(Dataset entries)
════

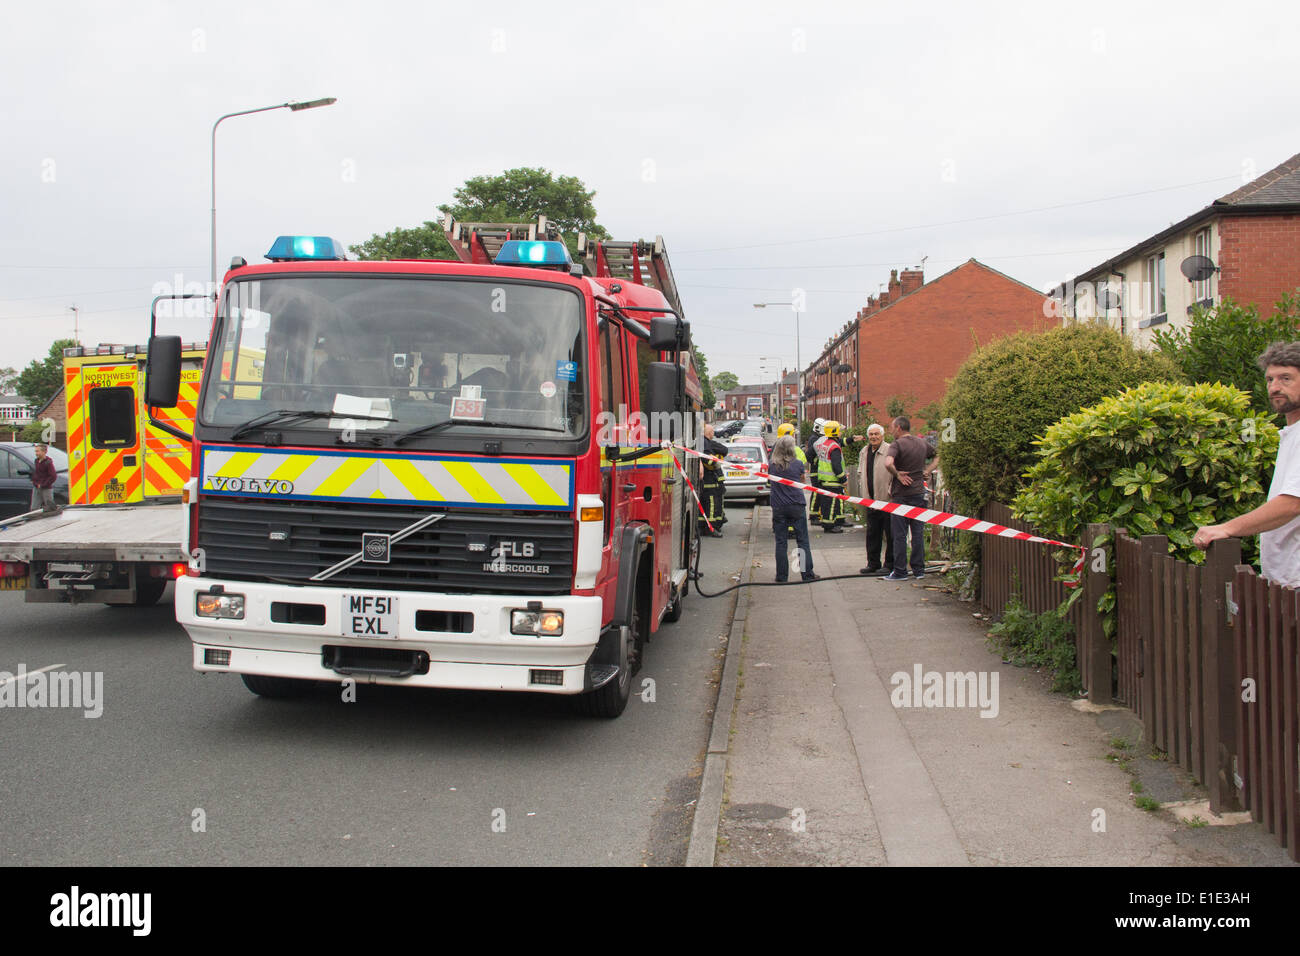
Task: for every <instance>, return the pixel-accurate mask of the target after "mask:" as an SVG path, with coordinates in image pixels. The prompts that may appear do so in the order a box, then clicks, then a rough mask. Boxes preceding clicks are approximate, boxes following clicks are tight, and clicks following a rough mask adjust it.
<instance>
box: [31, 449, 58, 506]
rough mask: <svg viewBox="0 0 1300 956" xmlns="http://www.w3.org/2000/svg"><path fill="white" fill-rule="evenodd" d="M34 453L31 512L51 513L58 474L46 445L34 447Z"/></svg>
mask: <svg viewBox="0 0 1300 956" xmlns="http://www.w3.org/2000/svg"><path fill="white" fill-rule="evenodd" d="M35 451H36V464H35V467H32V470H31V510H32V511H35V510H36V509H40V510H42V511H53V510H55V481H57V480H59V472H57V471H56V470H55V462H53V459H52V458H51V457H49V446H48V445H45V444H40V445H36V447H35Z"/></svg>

════

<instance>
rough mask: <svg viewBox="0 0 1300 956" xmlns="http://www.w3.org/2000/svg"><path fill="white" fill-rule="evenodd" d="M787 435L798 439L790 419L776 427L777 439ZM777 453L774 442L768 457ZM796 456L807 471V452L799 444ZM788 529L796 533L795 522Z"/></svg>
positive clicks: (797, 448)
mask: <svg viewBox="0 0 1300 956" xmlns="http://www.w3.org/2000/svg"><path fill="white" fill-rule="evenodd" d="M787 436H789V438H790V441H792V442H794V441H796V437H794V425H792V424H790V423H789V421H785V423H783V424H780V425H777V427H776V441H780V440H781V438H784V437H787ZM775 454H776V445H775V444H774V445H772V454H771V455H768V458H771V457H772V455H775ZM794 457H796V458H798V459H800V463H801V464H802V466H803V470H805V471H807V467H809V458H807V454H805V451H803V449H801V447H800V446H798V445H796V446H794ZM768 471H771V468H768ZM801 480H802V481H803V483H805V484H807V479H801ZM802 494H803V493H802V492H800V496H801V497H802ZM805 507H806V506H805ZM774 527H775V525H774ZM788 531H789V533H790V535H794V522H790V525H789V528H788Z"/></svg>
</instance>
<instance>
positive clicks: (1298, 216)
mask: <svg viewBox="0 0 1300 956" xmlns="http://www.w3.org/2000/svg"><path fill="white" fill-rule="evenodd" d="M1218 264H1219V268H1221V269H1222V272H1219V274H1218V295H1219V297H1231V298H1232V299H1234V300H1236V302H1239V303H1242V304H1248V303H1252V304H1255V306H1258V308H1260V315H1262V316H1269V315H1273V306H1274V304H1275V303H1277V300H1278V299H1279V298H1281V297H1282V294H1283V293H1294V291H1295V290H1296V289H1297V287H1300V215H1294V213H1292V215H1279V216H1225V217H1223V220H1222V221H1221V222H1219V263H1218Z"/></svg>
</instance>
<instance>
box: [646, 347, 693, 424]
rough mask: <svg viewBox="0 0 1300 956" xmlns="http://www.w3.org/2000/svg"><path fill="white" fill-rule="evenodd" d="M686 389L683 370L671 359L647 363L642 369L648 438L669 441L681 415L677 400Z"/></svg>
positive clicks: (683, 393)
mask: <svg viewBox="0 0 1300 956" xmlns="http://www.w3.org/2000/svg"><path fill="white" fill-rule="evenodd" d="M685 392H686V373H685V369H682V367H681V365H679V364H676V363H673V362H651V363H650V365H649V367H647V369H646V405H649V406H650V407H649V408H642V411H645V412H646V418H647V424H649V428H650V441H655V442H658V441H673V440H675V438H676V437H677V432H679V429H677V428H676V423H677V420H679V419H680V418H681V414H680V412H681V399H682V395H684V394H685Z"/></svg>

════

Give the part of the listing that opens with the line containing "Task: for every" and closes with the line containing "453L31 512L51 513L58" as a JSON list of strings, one string per line, leaving out blank lines.

[
  "Task: for every <instance>, return the pixel-accurate mask of the target after \"mask:\" as an SVG path, with coordinates in image pixels. The prompts that may appear do so in the order a box, then clicks, then a rough mask. Boxes preceding clicks are approximate, boxes following clicks are tight, and clicks following a rough mask adjust it.",
  "<instance>",
  "box: [31, 449, 58, 506]",
  "rough mask: <svg viewBox=\"0 0 1300 956\" xmlns=\"http://www.w3.org/2000/svg\"><path fill=\"white\" fill-rule=\"evenodd\" d=\"M34 453L31 512L51 513L58 474L46 445L34 447Z\"/></svg>"
]